Excerpts from a dataset
▼

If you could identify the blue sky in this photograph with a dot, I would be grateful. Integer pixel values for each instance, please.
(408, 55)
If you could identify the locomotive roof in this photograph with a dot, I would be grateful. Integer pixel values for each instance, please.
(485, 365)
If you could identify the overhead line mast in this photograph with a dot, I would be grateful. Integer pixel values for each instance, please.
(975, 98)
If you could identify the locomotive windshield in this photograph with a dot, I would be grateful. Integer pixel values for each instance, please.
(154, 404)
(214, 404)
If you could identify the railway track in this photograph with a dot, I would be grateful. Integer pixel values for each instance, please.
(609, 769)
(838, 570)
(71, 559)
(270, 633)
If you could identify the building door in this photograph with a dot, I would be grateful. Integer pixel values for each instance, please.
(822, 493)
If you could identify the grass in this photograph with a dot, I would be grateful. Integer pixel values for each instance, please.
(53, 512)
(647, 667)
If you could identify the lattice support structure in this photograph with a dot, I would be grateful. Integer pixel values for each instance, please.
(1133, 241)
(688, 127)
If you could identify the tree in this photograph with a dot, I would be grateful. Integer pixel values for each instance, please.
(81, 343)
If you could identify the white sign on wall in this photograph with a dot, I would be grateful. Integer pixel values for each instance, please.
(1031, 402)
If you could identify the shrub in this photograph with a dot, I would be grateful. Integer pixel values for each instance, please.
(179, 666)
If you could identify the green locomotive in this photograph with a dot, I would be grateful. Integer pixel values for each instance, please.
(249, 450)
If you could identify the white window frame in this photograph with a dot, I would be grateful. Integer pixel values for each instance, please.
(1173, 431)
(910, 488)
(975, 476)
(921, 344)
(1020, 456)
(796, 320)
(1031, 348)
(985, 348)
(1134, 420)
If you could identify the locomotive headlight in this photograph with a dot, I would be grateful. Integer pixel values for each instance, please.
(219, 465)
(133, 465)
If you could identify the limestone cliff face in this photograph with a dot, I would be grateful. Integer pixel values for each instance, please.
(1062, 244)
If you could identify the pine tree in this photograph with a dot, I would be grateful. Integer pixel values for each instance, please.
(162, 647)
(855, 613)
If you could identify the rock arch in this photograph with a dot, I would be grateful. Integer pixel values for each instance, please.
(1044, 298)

▲

About this task: Exactly as they appear above, return all of the records.

Exercise solution:
If you could identify the blue sky in this photograph with a dot, I would be grateful. Integer pixel values for each instance, please.
(408, 55)
If you could identify the locomotive roof in this photograph with a dot, I would be grateful. Integer pixel values for each instance, please.
(485, 365)
If you could identify the overhead line mast in this photograph with a dot, I would be grateful. Integer pixel values for each instance, please.
(975, 98)
If you could identify the locomotive windshield in this photograph with a dot, I would be grateful. Integer pixel values for each instance, please.
(154, 404)
(214, 404)
If you could identify the railway track in this photograph with a dot, I would be grateful. Integer pixel values for each instance, please.
(609, 769)
(838, 570)
(71, 559)
(270, 633)
If you could identify the building door in this photograph with a dot, I would be grateful. Integer pixel values for each instance, please.
(822, 493)
If you could identify the grass in this photograph with a dot, I would be grateful. Integer pixel values for each instance, please.
(53, 512)
(647, 667)
If you could identify the lattice support structure in this photograph with a dot, I would be grateful. Integer pixel values for each instance, please.
(1133, 241)
(688, 127)
If you could identify the tree in this photograph with a dot, I would be grateful. Integer pixel values for each instance, please.
(81, 343)
If you could identify the white sign on wall in this photograph with a dot, I would be grateful. Integer pixel values for each instance, please.
(1031, 402)
If you could identify the shrub in this photograph with a dot, I would be grateful. Integer pixel values for each instance, please.
(179, 666)
If you could identify the green locomotive in this photograph with a dot, I would be grateful. Integer pixel values for each instance, please.
(249, 450)
If you could identify the white window frame in this photograph with a dot, I would be grateful. Integer pixel values for each instance, please.
(1173, 431)
(910, 488)
(975, 476)
(921, 344)
(1020, 456)
(796, 320)
(1031, 348)
(985, 348)
(1134, 420)
If you could identify the locomotive headlight in this photograph with a dot, I would be grateful. Integer pixel values for each instance, please.
(219, 465)
(133, 465)
If you could identify the limestone cliff face in this photograph with a dot, I would be grateful. Integer pixel values for each instance, please.
(1062, 244)
If you could identify the pine tree in this photograph with a dot, I would be grateful. Integer pixel values for each instance, please.
(162, 647)
(855, 613)
If you could identify the rock arch in this photograph with a dot, I would be grateful. Integer pixel values for each instance, please.
(1044, 298)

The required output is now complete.